__Exercise__:
Each entry here needs to be set down again exactly, please; pictures are left out.

(Image point annotation entries)
-- BEGIN --

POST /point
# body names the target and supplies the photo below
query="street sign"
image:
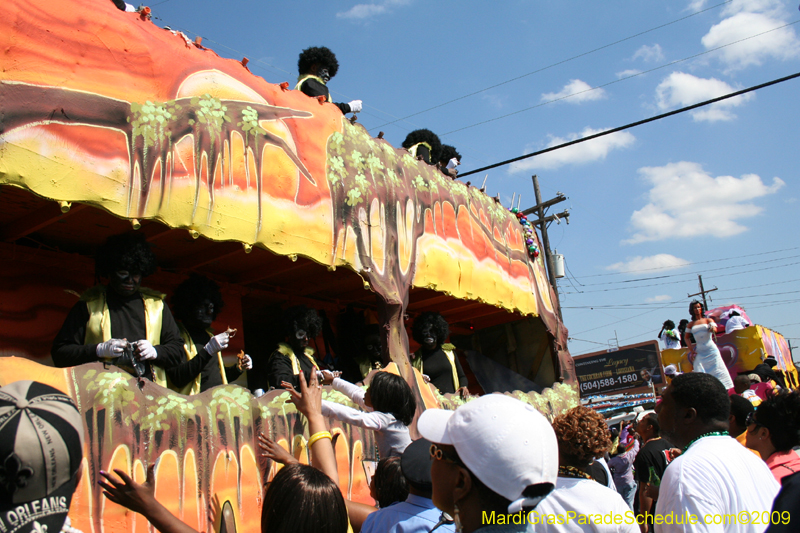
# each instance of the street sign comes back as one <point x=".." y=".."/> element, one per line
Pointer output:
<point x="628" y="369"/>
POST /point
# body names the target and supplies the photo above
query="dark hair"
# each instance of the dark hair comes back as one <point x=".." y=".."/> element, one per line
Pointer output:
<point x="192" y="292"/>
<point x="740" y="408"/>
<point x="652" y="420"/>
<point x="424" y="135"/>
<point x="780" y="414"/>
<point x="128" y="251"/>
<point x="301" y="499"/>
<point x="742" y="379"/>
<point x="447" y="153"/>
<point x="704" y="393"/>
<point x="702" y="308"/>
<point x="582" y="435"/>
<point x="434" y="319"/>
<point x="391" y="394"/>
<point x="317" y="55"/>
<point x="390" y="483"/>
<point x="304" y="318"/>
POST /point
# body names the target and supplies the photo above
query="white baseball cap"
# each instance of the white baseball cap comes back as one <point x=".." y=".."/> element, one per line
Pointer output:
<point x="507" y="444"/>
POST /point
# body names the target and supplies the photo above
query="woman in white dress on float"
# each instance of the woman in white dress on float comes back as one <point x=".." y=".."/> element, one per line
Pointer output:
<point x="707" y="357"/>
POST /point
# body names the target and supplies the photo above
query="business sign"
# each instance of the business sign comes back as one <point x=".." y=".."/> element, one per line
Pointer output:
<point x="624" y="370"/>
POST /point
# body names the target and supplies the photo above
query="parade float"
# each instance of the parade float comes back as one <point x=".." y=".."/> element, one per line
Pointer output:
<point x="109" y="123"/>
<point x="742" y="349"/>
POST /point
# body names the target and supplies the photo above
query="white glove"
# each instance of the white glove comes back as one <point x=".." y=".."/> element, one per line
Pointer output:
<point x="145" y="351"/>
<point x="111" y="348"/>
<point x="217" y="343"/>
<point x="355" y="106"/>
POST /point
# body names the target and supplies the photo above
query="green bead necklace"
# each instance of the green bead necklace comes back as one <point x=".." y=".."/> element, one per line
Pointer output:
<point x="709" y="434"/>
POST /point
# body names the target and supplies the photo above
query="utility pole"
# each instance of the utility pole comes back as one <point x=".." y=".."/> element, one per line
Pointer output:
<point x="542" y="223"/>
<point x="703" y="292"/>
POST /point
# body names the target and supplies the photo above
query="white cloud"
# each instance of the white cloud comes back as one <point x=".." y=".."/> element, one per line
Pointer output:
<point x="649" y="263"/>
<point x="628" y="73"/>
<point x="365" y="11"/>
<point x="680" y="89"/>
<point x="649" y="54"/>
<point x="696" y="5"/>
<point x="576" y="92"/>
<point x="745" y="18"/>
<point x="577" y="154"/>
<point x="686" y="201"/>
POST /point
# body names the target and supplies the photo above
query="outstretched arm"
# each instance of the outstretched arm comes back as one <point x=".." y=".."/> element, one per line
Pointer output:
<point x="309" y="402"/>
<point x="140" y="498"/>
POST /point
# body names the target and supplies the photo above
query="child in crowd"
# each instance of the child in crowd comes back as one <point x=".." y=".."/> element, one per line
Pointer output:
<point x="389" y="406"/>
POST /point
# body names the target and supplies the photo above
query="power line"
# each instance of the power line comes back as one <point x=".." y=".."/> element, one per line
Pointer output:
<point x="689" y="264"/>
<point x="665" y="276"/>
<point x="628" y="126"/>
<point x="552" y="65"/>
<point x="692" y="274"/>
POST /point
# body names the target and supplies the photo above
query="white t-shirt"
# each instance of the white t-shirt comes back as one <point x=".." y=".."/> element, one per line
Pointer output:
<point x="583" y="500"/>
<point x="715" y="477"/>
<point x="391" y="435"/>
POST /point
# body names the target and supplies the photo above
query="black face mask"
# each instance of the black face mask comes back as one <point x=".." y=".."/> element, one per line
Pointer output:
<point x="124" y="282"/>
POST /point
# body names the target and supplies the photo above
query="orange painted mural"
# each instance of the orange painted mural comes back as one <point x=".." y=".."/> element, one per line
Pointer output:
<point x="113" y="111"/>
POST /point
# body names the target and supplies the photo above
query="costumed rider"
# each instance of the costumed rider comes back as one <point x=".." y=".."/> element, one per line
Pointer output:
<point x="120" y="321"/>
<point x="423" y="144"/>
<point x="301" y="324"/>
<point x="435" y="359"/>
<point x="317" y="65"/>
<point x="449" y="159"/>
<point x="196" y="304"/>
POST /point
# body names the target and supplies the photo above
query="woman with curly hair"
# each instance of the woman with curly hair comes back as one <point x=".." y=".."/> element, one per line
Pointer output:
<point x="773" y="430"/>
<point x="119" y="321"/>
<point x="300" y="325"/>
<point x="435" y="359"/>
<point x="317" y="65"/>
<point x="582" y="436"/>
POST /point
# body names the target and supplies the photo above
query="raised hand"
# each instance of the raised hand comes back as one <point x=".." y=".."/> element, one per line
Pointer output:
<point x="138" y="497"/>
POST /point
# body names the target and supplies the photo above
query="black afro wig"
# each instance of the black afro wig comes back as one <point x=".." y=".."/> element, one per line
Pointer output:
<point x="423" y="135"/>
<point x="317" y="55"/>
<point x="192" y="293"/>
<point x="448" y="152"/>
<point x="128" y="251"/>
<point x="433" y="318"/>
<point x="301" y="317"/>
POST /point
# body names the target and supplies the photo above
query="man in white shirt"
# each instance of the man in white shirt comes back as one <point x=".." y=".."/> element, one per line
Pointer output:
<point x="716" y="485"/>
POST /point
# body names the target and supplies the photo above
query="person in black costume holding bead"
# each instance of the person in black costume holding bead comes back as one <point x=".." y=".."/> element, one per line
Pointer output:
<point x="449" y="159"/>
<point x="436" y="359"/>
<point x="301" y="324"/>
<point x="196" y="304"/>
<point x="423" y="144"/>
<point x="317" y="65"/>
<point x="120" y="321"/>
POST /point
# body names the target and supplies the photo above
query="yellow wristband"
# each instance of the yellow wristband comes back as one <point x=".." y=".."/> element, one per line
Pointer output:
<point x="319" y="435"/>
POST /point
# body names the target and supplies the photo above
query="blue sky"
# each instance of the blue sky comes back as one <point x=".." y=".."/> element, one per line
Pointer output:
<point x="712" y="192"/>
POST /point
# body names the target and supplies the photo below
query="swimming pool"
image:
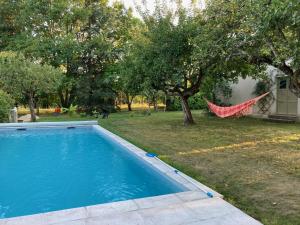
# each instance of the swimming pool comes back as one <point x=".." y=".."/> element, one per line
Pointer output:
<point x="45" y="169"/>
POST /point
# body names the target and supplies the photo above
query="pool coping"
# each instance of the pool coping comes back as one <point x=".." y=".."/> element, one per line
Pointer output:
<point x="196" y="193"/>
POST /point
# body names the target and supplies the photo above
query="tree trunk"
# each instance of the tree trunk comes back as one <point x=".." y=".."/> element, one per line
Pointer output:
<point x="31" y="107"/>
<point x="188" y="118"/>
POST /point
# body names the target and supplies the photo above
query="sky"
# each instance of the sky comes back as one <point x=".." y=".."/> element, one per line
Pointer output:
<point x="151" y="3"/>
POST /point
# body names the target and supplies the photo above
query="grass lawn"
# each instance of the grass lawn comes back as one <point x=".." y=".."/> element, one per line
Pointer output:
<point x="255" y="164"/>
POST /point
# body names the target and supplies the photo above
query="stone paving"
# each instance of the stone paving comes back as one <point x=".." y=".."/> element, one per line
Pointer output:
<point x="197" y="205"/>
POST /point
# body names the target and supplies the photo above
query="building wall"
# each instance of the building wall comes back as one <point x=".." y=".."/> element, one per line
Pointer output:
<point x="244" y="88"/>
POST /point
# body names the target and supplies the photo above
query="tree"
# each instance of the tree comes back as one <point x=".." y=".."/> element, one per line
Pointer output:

-- END --

__Output for this exercise__:
POST /point
# body names the target and supplies the photo below
query="street sign"
image:
# each instance of the street sign comes back as one <point x=".." y=".."/> element, one per line
Pointer output:
<point x="628" y="369"/>
POST /point
# body names the target and supplies the photo above
query="dark hair"
# each instance of the dark hair comes back as one <point x=".." y=".."/> element, one per line
Pointer output:
<point x="192" y="292"/>
<point x="740" y="408"/>
<point x="652" y="420"/>
<point x="424" y="135"/>
<point x="780" y="414"/>
<point x="128" y="251"/>
<point x="301" y="499"/>
<point x="742" y="379"/>
<point x="447" y="153"/>
<point x="704" y="393"/>
<point x="702" y="308"/>
<point x="582" y="435"/>
<point x="434" y="319"/>
<point x="391" y="394"/>
<point x="317" y="55"/>
<point x="390" y="483"/>
<point x="304" y="318"/>
POST /point
# body names the target and supplies the photo above
query="white baseball cap"
# each instance of the white baseball cap comes back as one <point x=".." y=".."/> element, one per line
Pointer output:
<point x="507" y="444"/>
POST /point
# body names the target and supplies the photo above
query="woman in white dress on float"
# each instance of the woman in white dress on float comes back as one <point x=".." y=".."/> element, one per line
Pointer output:
<point x="707" y="357"/>
POST /point
# body names the target and supplies the photo above
query="business sign"
# each instance of the business sign comes back as one <point x=".." y=".."/> element, one per line
Pointer output:
<point x="624" y="370"/>
POST /point
# body names the target and supplies the photo above
query="parade float"
# each instance of the parade float comes back as one <point x=".." y=".."/> element, one per line
Pointer output:
<point x="109" y="123"/>
<point x="742" y="349"/>
POST /point
# body names the target and supplies the photo above
query="white glove"
# each instance of the white glove comes back as one <point x=".." y=".."/> element, one per line
Pointer output:
<point x="145" y="351"/>
<point x="111" y="348"/>
<point x="217" y="343"/>
<point x="355" y="106"/>
POST /point
# body names the target and supplies the photo above
query="green bead necklace"
# each instance of the green bead necklace comes back as one <point x=".." y=".."/> element, one per line
Pointer output:
<point x="709" y="434"/>
POST /point
# body names the target and supplies the photo above
query="utility pole"
# each instance of the utility pole comes back as one <point x=".." y=".."/> element, one per line
Pointer output:
<point x="542" y="223"/>
<point x="703" y="292"/>
POST /point
# body names the target and supplies the photo above
query="white cloud"
# each instance of the white cloud comes back as one <point x=".." y=".."/> element, one per line
Pointer output:
<point x="649" y="263"/>
<point x="628" y="73"/>
<point x="365" y="11"/>
<point x="680" y="89"/>
<point x="649" y="54"/>
<point x="696" y="5"/>
<point x="576" y="92"/>
<point x="745" y="18"/>
<point x="577" y="154"/>
<point x="686" y="201"/>
POST /point
# body names the target and supplies the photo above
query="outstretched arm"
# each instance of the outstretched arm comes back as one <point x=".." y=".."/> element, one per line
Pointer output:
<point x="309" y="402"/>
<point x="140" y="498"/>
POST /point
# body names the target and supplies the photo above
query="child in crowd"
# each instance of the child in crowd comes back as one <point x=".." y=".."/> element, one per line
Pointer output:
<point x="389" y="406"/>
POST /point
# body names the target and supplies the photo above
query="power line"
# each instance of the power line comes back as one <point x=".." y=".."/> element, one per line
Pointer output:
<point x="689" y="264"/>
<point x="665" y="276"/>
<point x="628" y="126"/>
<point x="552" y="65"/>
<point x="692" y="274"/>
POST /point
# body names the target and supplies the photo above
query="white t-shirt"
# each instance of the white t-shirt comes back as one <point x=".." y=".."/> element, one per line
Pointer output:
<point x="583" y="500"/>
<point x="715" y="477"/>
<point x="391" y="435"/>
POST /point
# body names the target and supplies the photo above
query="black face mask"
# each instance of the black face mask comes back as one <point x=".." y=".."/> element, one per line
Pointer output:
<point x="124" y="282"/>
POST /point
# body names the target and supplies the photo above
query="orange painted mural"
# each instance of the orange painted mural comes back as one <point x=".." y=".."/> element, one per line
Pointer output:
<point x="113" y="111"/>
POST /point
# body names the target and supplies the photo above
query="costumed rider"
# each instance of the costumed rider comes back as one <point x=".." y=".."/> element, one per line
Pointer output:
<point x="120" y="321"/>
<point x="423" y="144"/>
<point x="301" y="324"/>
<point x="435" y="359"/>
<point x="317" y="65"/>
<point x="449" y="159"/>
<point x="196" y="304"/>
POST /point
# body names the target and supplies the photo above
query="woman with curly hair"
# each instance of the woman with curly hair comes back as one <point x=".." y=".."/> element, one per line
Pointer output:
<point x="773" y="430"/>
<point x="119" y="321"/>
<point x="300" y="325"/>
<point x="435" y="359"/>
<point x="317" y="65"/>
<point x="582" y="436"/>
POST /point
# body names the target and supplies the photo above
query="raised hand"
# each instance of the raised hand comes back as one <point x=".." y=".."/> element, one per line
Pointer output:
<point x="138" y="497"/>
POST /point
# body names the target and supplies the photo above
query="black afro wig"
# each instance of the black afro wig comes back as one <point x=".." y=".."/> element, one per line
Pointer output:
<point x="423" y="135"/>
<point x="317" y="55"/>
<point x="192" y="293"/>
<point x="448" y="152"/>
<point x="128" y="251"/>
<point x="433" y="318"/>
<point x="301" y="317"/>
POST /point
# body names the target and supplies the photo above
query="man in white shirt"
# each instance of the man in white shirt comes back as one <point x=".." y=".."/> element, one per line
Pointer output:
<point x="716" y="485"/>
POST /point
# body names the target and supplies the photo above
query="person in black costume holding bead"
# each instance of the person in black costume holding bead comes back as one <point x=".." y=".."/> element, one per line
Pointer output:
<point x="449" y="159"/>
<point x="436" y="359"/>
<point x="301" y="324"/>
<point x="196" y="304"/>
<point x="423" y="144"/>
<point x="317" y="65"/>
<point x="120" y="321"/>
POST /point
# body names the target and supplies the photo above
query="yellow wristband"
# each instance of the yellow wristband comes back as one <point x=".." y=".."/> element, one per line
Pointer output:
<point x="319" y="435"/>
POST /point
# body names the target and supplies the photo above
query="blue sky"
# each instance of the blue sky comes back as one <point x=".." y=".."/> element, one per line
Pointer output:
<point x="712" y="192"/>
POST /point
# body names the target and supplies the photo below
query="swimming pool"
image:
# each instance of the swimming pool comes back as one <point x=".." y=".."/> element, one per line
Pointer output:
<point x="45" y="169"/>
POST /point
# body names the target and supplies the photo above
query="pool coping"
# each instance of the pool coping comes back as one <point x=".." y=".."/> element, one per line
Pointer output:
<point x="196" y="193"/>
POST /point
# body names the target and supplies the photo above
query="tree trunk"
# each instance of the tree trunk comes back as one <point x=".." y=".."/> element, one per line
Pointer output:
<point x="31" y="107"/>
<point x="188" y="118"/>
POST /point
# body names the target and supplies the photo above
query="sky"
# each instance of the sky comes back as one <point x=".." y=".."/> element, one per line
Pointer output:
<point x="151" y="3"/>
POST /point
# body names the target and supplies the photo above
query="grass lawn"
# each instance of the grass lawn comes back as one <point x=".." y=".."/> element, one per line
Pointer output:
<point x="255" y="164"/>
POST /point
# body names the target and supplies the photo above
query="stone paving"
# each instance of the stone paving comes back as one <point x=".." y=".."/> element, one per line
Pointer output:
<point x="197" y="205"/>
POST /point
# body names the target and supplies the photo above
query="building wall"
# each instance of the building wall comes back as one <point x=".." y=".."/> element, one per line
Pointer output:
<point x="244" y="88"/>
POST /point
# body names the target and supplies the photo above
query="tree"
# each instance of the tree comes back as one <point x=".." y=".."/> element, one per line
Pointer output:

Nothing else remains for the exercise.